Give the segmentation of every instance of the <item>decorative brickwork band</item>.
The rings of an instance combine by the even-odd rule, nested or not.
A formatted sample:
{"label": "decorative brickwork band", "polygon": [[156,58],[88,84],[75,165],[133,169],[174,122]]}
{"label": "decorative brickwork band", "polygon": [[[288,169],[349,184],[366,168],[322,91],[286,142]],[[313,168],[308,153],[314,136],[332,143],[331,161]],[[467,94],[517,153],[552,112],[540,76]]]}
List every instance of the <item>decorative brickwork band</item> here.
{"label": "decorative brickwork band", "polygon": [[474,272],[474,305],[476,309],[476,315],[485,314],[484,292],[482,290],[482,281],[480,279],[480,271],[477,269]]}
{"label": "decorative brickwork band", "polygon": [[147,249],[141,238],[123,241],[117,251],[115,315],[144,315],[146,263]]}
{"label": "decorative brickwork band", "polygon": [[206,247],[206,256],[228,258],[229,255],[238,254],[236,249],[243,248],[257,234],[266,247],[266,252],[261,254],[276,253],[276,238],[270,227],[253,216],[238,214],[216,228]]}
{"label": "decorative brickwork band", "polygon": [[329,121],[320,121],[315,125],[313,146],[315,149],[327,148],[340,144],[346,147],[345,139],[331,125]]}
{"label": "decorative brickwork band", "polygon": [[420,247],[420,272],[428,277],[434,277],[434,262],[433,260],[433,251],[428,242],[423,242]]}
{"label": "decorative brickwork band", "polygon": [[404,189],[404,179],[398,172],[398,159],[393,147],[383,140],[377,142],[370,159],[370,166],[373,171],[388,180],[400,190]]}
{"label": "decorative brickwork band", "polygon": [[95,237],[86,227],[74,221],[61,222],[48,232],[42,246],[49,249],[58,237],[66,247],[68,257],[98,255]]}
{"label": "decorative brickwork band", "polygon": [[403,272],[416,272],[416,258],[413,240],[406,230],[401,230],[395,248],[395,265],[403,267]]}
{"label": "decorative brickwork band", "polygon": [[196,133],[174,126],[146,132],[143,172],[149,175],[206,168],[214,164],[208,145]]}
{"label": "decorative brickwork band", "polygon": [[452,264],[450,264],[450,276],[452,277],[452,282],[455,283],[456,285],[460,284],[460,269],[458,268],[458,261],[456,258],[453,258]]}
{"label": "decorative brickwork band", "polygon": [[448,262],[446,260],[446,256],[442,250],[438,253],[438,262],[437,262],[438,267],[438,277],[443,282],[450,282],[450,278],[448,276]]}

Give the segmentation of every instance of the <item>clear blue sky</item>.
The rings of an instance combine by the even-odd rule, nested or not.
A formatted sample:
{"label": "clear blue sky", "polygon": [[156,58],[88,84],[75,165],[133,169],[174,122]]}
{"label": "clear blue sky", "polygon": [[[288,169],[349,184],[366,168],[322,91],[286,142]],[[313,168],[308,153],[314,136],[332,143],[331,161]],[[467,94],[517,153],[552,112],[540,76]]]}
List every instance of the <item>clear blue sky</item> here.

##########

• **TASK DESCRIPTION**: Rename "clear blue sky" to "cloudless sky" everywhere in the material above, and write the material out again with nothing else changed.

• **RESULT OF THIS TASK**:
Give the segmentation of every instance of the <item>decorative brickwork band</item>.
The rings of an instance combine by the even-odd rule, nested or not.
A formatted sample:
{"label": "decorative brickwork band", "polygon": [[156,58],[88,84],[75,165],[133,169],[174,122]]}
{"label": "decorative brickwork band", "polygon": [[[288,169],[349,184],[366,168],[322,91],[286,142]],[[313,168],[308,153],[314,136],[332,143],[331,161]],[[467,94],[517,153],[552,112],[540,76]]]}
List every instance of the <item>decorative brickwork band</item> here.
{"label": "decorative brickwork band", "polygon": [[474,272],[474,305],[476,309],[476,315],[485,314],[484,292],[482,290],[482,281],[480,279],[480,271],[477,269]]}
{"label": "decorative brickwork band", "polygon": [[147,249],[141,238],[123,241],[117,251],[115,315],[144,315],[146,263]]}
{"label": "decorative brickwork band", "polygon": [[206,247],[206,256],[228,258],[229,255],[238,254],[236,249],[243,248],[257,234],[266,247],[266,252],[261,254],[276,253],[276,238],[270,227],[253,216],[238,214],[216,228]]}
{"label": "decorative brickwork band", "polygon": [[329,121],[320,121],[315,125],[313,146],[315,149],[327,148],[340,144],[346,147],[345,139],[331,125]]}
{"label": "decorative brickwork band", "polygon": [[420,247],[420,272],[428,277],[434,277],[434,262],[433,260],[433,251],[428,242],[423,242]]}
{"label": "decorative brickwork band", "polygon": [[404,189],[404,179],[398,172],[398,159],[393,147],[383,140],[377,142],[370,159],[370,166],[373,171],[388,180],[400,190]]}
{"label": "decorative brickwork band", "polygon": [[95,237],[86,227],[74,221],[61,222],[48,232],[42,246],[49,249],[58,237],[66,247],[68,257],[98,255]]}
{"label": "decorative brickwork band", "polygon": [[403,272],[416,272],[416,258],[413,240],[406,230],[401,230],[395,248],[395,265],[403,267]]}
{"label": "decorative brickwork band", "polygon": [[196,133],[174,126],[146,132],[143,172],[149,175],[206,168],[214,164],[208,145]]}
{"label": "decorative brickwork band", "polygon": [[452,264],[450,264],[450,276],[452,277],[452,282],[455,283],[456,285],[460,284],[460,269],[458,268],[458,261],[456,258],[453,258]]}
{"label": "decorative brickwork band", "polygon": [[448,262],[446,260],[446,256],[442,250],[438,253],[438,262],[437,262],[438,267],[438,277],[443,282],[450,282],[450,278],[448,276]]}

Give the segmentation of every instance of the <item>cloudless sky</item>.
The rings of an instance combine by the even-odd rule, nested or not.
A formatted sample:
{"label": "cloudless sky", "polygon": [[156,58],[88,84],[75,165],[133,169],[174,122]]}
{"label": "cloudless sky", "polygon": [[[288,169],[349,184],[366,168],[322,91],[286,142]],[[313,168],[308,153],[314,136],[332,143],[331,161]],[[467,94],[517,153],[552,112],[540,76]]]}
List every instance of the <item>cloudless sky</item> here.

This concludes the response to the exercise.